*WORK TO DO*: Find the line that contains "Check that each instance of the pink" in the entries below. Restate it and every line after it, word for word, with no pictures.

*DATA PROVIDED*:
╔══

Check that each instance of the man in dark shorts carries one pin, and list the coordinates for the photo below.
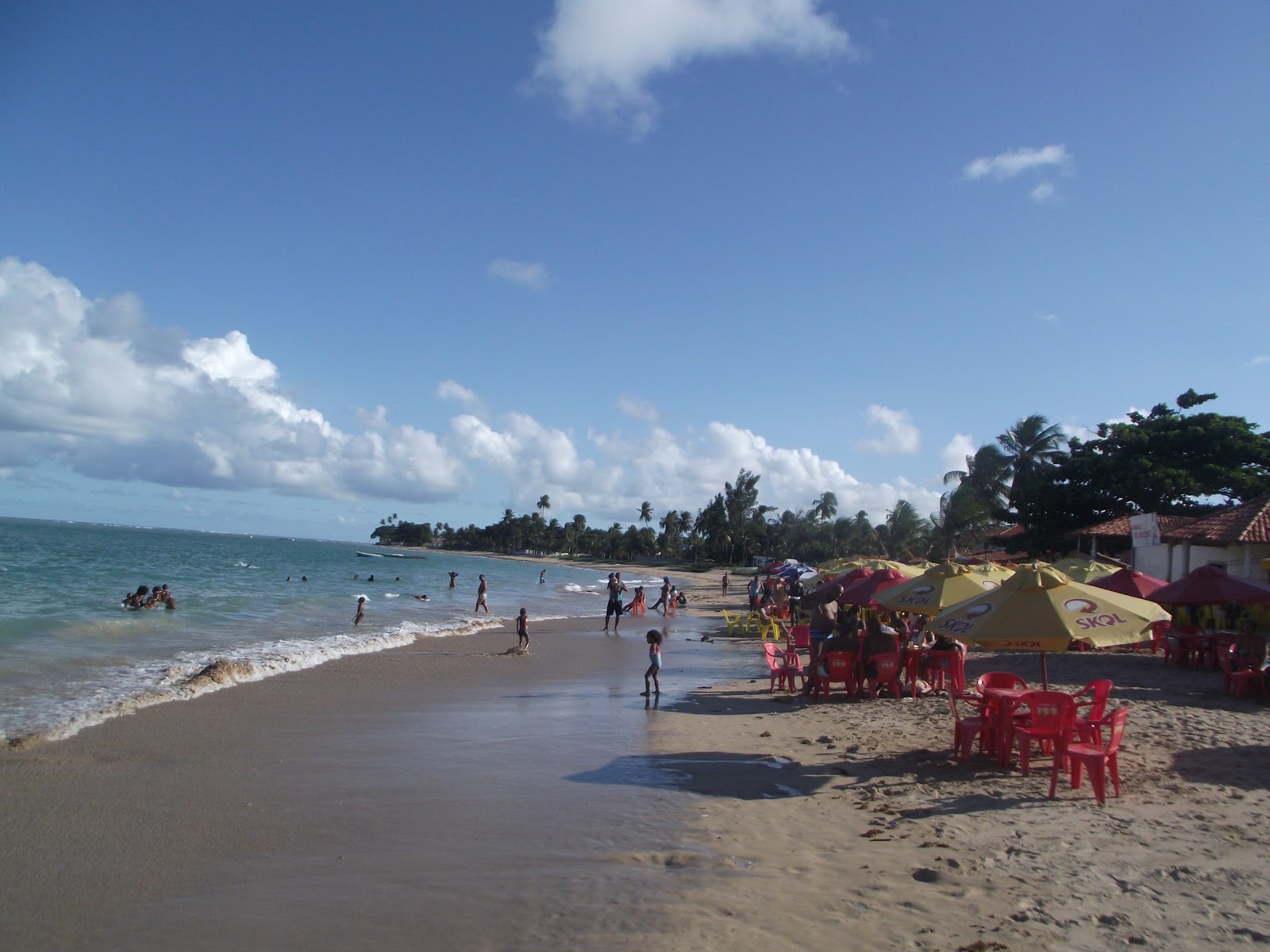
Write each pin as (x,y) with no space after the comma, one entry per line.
(825,622)
(615,601)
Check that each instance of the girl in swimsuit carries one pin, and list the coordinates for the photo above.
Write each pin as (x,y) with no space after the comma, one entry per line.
(654,659)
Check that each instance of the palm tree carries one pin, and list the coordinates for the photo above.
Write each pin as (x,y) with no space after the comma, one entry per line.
(984,478)
(907,532)
(1033,446)
(826,507)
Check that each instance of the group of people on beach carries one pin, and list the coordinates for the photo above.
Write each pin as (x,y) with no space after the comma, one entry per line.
(145,597)
(671,598)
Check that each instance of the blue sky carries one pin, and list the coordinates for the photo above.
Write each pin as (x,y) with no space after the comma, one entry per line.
(290,268)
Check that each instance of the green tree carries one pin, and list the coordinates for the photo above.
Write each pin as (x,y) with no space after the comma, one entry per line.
(1166,461)
(826,507)
(1033,448)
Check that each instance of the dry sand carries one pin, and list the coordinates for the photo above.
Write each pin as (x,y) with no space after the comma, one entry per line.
(852,816)
(456,797)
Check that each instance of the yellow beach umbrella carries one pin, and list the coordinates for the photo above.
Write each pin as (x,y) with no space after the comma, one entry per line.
(935,589)
(1041,609)
(995,570)
(1085,569)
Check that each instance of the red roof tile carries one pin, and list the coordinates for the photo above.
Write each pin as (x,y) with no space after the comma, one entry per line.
(1121,526)
(1240,524)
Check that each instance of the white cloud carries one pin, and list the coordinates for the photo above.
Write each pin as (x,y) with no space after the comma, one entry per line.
(80,384)
(956,451)
(901,436)
(1007,165)
(1045,194)
(375,419)
(685,474)
(527,274)
(452,390)
(94,387)
(601,55)
(639,409)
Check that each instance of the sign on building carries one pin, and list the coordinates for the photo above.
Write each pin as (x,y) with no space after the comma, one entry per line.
(1145,530)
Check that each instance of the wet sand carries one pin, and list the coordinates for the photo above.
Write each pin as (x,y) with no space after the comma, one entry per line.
(442,795)
(454,797)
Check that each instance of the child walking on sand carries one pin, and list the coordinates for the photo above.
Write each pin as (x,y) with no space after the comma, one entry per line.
(522,631)
(654,662)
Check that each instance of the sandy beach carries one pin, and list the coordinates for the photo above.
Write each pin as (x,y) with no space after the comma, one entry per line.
(452,797)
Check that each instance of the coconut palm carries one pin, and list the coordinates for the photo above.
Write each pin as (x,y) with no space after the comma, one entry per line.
(905,533)
(826,507)
(986,476)
(1033,447)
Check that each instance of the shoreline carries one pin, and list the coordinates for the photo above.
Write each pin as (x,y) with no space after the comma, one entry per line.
(465,793)
(450,789)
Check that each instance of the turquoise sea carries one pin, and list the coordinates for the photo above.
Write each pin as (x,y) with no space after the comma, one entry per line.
(71,655)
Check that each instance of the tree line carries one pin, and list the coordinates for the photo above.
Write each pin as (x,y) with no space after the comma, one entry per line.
(1033,476)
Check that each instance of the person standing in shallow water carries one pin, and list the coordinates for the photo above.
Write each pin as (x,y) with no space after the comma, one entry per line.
(654,662)
(522,631)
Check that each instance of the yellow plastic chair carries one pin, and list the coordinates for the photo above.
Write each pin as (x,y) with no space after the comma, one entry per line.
(768,628)
(737,622)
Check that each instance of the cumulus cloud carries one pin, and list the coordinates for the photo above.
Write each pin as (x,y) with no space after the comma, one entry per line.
(1043,194)
(639,409)
(601,55)
(956,451)
(685,473)
(94,387)
(452,390)
(80,384)
(899,435)
(1007,165)
(527,274)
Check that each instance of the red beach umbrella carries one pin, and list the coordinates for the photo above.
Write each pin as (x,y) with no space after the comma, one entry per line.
(1210,585)
(835,587)
(861,593)
(1130,582)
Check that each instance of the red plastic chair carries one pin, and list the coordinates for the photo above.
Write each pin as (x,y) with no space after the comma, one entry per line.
(967,729)
(841,670)
(1098,759)
(1049,721)
(1089,724)
(783,666)
(886,672)
(1240,682)
(1000,679)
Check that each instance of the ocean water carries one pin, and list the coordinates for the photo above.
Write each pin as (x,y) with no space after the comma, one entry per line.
(71,655)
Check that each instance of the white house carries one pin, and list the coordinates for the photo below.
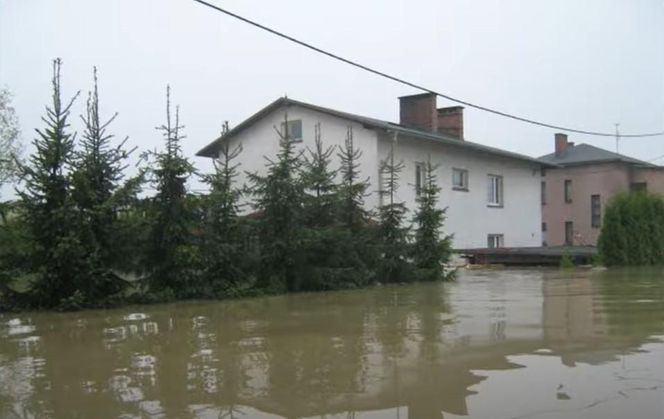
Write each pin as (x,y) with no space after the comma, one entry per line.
(492,196)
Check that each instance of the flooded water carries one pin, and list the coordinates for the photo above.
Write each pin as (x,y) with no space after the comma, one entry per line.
(494,344)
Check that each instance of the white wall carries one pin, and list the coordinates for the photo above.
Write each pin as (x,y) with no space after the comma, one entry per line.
(468,216)
(260,140)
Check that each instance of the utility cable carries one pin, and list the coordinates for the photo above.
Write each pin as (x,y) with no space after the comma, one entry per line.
(414,85)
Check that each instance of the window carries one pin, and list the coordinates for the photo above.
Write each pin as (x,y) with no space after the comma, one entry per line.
(495,241)
(569,233)
(419,177)
(568,190)
(495,191)
(294,131)
(595,211)
(638,187)
(460,179)
(381,191)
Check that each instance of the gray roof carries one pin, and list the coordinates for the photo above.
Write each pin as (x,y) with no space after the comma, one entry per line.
(587,154)
(210,150)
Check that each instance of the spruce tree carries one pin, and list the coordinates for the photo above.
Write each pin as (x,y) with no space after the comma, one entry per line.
(224,253)
(394,264)
(278,200)
(172,256)
(318,179)
(355,248)
(352,190)
(429,251)
(48,209)
(99,194)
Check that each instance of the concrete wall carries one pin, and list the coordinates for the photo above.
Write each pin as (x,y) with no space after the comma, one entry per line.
(469,217)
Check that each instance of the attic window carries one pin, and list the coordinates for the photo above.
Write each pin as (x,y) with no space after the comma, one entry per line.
(294,131)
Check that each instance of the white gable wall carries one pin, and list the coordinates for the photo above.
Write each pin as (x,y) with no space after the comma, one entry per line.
(469,217)
(260,140)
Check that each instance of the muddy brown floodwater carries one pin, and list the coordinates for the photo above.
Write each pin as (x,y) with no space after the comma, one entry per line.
(494,344)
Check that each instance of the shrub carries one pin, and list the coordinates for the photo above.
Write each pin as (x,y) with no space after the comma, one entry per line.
(633,230)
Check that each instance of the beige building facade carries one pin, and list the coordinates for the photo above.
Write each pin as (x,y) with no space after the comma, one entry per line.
(574,195)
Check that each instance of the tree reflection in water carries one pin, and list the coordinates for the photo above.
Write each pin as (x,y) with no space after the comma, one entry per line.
(412,351)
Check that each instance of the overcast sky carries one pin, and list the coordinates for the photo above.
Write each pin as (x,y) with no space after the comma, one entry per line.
(586,64)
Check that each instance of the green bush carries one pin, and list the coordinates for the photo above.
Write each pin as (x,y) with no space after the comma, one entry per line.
(633,230)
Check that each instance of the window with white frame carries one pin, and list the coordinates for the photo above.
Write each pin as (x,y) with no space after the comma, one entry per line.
(495,241)
(495,191)
(419,177)
(460,179)
(294,131)
(381,189)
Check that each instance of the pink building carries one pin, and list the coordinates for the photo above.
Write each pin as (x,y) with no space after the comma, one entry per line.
(575,194)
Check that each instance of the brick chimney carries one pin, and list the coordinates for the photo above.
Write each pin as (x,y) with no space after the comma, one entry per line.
(562,144)
(420,112)
(450,121)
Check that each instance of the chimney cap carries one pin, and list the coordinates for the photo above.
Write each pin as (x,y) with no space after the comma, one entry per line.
(450,109)
(417,95)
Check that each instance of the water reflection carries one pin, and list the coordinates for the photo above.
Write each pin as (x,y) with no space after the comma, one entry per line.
(420,351)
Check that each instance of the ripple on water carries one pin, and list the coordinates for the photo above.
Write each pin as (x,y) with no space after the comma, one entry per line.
(135,317)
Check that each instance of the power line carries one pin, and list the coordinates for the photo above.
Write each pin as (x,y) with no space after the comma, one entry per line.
(414,85)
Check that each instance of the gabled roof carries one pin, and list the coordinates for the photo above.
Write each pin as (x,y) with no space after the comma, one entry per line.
(210,149)
(575,155)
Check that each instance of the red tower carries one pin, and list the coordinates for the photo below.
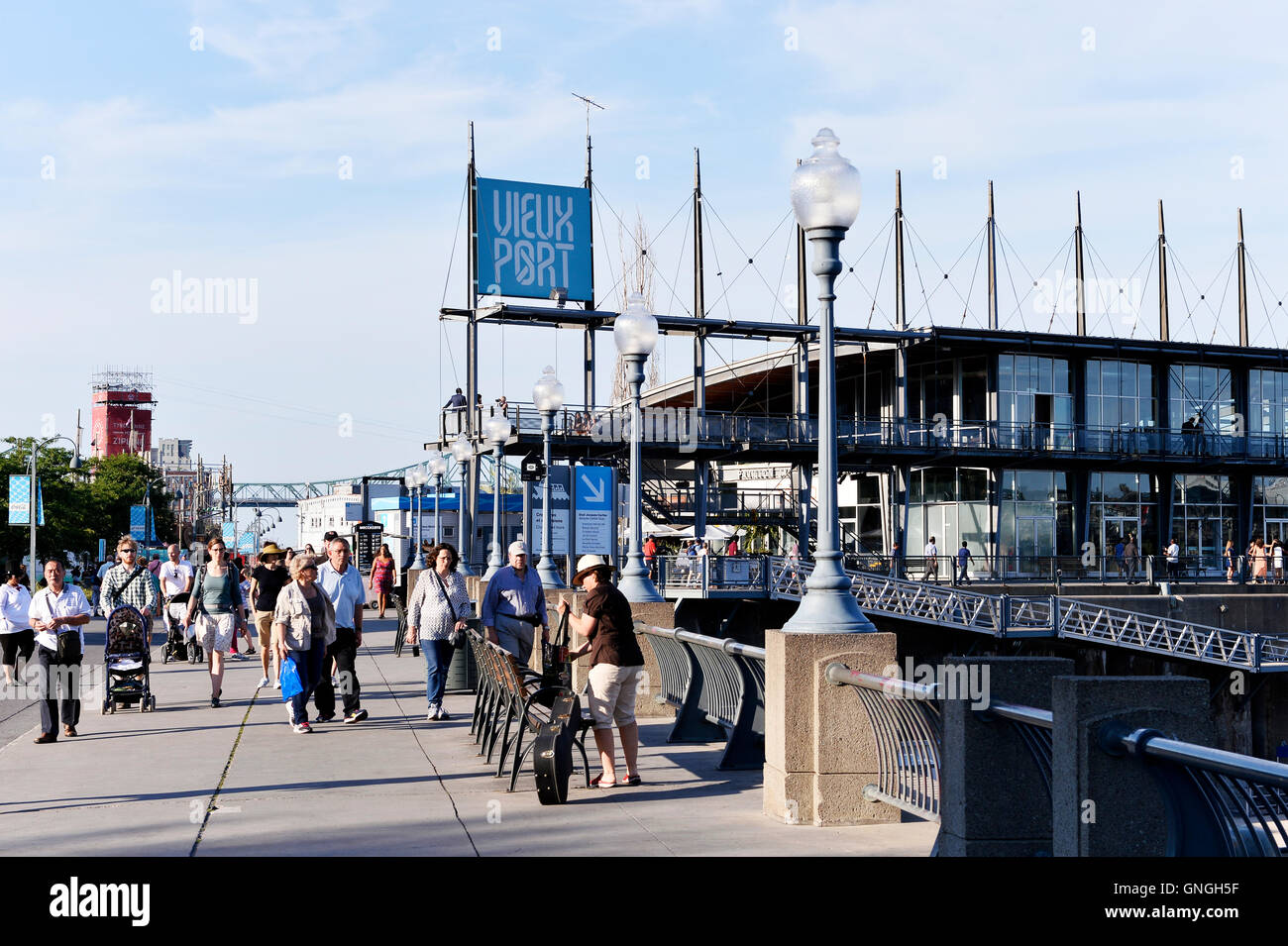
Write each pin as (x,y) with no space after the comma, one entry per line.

╚══

*RESULT OF THE EXERCISE*:
Check that each instance of the pink building carries one pin, and list the coordinates for the photo above.
Write each pin as (x,y) with no space after the comma, one entry per line.
(575,194)
Check that each instance of the brick chimney carries one pin, and list the coordinates for the photo above.
Write each pin as (x,y) with no space after the comma, one entry per line.
(562,144)
(420,112)
(450,121)
Check that each instance of the chimney cap carries one pin, and list the coordinates for the photo above.
Write each pin as (x,y) with no space after the comma, one entry per line.
(450,109)
(417,95)
Check that each instance of the water reflection carries one pin, and list the coordinates for the photo above.
Write each pin as (x,y) with no space after the comma, one entry per line.
(420,351)
Check that each instance of the ripple on water carries one pin, and list the coordinates for the photo above.
Write each pin as (x,y) with no space after the comma, one entry per line.
(135,317)
Check that each instance of the power line carries one pin, and list the coordinates for the photo above.
Write each pin as (x,y) with no space after the comma, one entry per line.
(414,85)
Check that each instance of the gabled roof carries one pin, and list the coordinates for the photo above.
Write each pin as (x,y) with no space after the comma, one entry per line.
(210,149)
(575,155)
Check that each instance of the red tower carries one pin, and list the coordinates for the photo below.
Write each pin as (x,y) with no space after the comma, one entry per line.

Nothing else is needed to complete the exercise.